DOCUMENT »
::::::::
Well, I have a lot of updating to do here. That tagline in the “About” section, knocked off from Mythbusters, hasn’t been accurate for a long time.
As of now I have five years of game development experience, inclusive of the outside-of-classroom projects I did while I was in my last year of grad school. Adam has exited the games industry entirely for the tech sector, although he’s still exploring games on his own time and regularly there for me to bounce thoughts and ideas off of. For both of us the days when we were in school are so far in the rear-view mirror as to be irrelevant.
In those years I’ve worked at WayForward Technologies, Stompy Bot Productions, and NostalgiCO, and I’ve contributed to a couple of other independent game projects. I’ve worked on three published projects based out of Unity 4.x, going on a fourth with Cryamore coming sometime early 2017. I worked with Unreal 4 for about a year prior to its public release, and recently worked on an Unreal 4 VR project for Gear VR. I’ve wrapped my arms around a wide array of systems, including localization, UI, save data, combat, game state management, animation, input management, and a variety of eccentric Android systems, not the least of which was the Fire Phone and the illustrious Madcatz Mojo.
Here’s a build target everybody wants on their resume.
Yeah… I’m a little different than when I started this blog. Currently I’m one of the most-read Quora writers in game development. I’m writing a lot more regularly about game development topics, so I figure it’s way past time for me to update this blog.
I’m embarking on a bit of a personal project, which hopefully I’ll be revealing soon. As the majority of my professional experience has been with Unity to date it seemed like the decision of what engine I’d build it in would be a no-brainer, but as I’ve had the time to do some research the decision has become less and less clear. As an experiment I’ve been implementing some preliminary systems in each engine, and I felt it forthcoming to share the experience so far.
::::::::
DATA »
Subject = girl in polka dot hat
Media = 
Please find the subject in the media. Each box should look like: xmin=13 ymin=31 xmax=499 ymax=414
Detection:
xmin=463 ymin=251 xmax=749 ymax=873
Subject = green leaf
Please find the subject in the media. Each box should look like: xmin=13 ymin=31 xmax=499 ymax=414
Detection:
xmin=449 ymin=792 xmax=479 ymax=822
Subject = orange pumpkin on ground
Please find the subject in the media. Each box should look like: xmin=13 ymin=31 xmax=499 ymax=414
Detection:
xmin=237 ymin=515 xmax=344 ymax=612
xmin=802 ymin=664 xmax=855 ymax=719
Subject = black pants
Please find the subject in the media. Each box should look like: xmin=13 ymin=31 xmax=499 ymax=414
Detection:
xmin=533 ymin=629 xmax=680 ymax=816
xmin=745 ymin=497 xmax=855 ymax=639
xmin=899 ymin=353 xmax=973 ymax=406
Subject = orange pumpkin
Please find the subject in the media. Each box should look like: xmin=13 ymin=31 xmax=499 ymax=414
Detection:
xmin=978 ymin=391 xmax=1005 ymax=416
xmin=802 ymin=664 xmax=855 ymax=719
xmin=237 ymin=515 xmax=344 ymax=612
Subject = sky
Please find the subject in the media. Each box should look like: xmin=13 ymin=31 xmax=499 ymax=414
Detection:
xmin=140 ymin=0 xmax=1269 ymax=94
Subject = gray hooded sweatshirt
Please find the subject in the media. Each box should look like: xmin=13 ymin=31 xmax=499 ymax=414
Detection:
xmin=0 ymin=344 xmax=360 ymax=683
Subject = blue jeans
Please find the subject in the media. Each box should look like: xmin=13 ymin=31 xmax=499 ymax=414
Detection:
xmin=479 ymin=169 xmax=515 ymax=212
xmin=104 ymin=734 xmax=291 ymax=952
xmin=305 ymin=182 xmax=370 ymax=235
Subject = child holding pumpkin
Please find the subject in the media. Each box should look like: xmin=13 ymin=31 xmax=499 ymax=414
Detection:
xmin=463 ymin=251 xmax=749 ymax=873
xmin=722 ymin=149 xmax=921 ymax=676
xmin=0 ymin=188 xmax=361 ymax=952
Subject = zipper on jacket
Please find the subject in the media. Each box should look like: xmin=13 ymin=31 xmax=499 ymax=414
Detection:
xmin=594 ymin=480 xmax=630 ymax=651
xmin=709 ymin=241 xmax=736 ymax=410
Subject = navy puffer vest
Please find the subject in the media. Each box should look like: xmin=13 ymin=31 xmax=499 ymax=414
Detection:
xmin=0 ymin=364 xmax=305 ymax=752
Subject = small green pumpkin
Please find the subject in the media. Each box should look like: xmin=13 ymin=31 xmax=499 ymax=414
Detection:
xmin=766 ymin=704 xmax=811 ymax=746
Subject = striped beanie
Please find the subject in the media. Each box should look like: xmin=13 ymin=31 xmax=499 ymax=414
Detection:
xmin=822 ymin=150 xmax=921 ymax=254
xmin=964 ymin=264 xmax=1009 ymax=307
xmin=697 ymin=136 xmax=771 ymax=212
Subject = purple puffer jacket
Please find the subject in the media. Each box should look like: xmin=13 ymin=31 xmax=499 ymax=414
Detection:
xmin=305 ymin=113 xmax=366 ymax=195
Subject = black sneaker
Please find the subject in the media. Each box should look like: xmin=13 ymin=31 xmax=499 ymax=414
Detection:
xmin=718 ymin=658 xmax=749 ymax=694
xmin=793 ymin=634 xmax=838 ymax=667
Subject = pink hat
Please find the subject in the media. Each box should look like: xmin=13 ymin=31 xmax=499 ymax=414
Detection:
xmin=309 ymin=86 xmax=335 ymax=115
::::::::
Repeat the blog post about game development in full, word for word. The entries come from a separate source.

Well, I have a lot of updating to do here. That tagline in the “About” section, knocked off from Mythbusters, hasn’t been accurate for a long time.
As of now I have five years of game development experience, inclusive of the outside-of-classroom projects I did while I was in my last year of grad school. Adam has exited the games industry entirely for the tech sector, although he’s still exploring games on his own time and regularly there for me to bounce thoughts and ideas off of. For both of us the days when we were in school are so far in the rear-view mirror as to be irrelevant.
In those years I’ve worked at WayForward Technologies, Stompy Bot Productions, and NostalgiCO, and I’ve contributed to a couple of other independent game projects. I’ve worked on three published projects based out of Unity 4.x, going on a fourth with Cryamore coming sometime early 2017. I worked with Unreal 4 for about a year prior to its public release, and recently worked on an Unreal 4 VR project for Gear VR. I’ve wrapped my arms around a wide array of systems, including localization, UI, save data, combat, game state management, animation, input management, and a variety of eccentric Android systems, not the least of which was the Fire Phone and the illustrious Madcatz Mojo.
Here’s a build target everybody wants on their resume.
Yeah… I’m a little different than when I started this blog. Currently I’m one of the most-read Quora writers in game development. I’m writing a lot more regularly about game development topics, so I figure it’s way past time for me to update this blog.
I’m embarking on a bit of a personal project, which hopefully I’ll be revealing soon. As the majority of my professional experience has been with Unity to date it seemed like the decision of what engine I’d build it in would be a no-brainer, but as I’ve had the time to do some research the decision has become less and less clear. As an experiment I’ve been implementing some preliminary systems in each engine, and I felt it forthcoming to share the experience so far.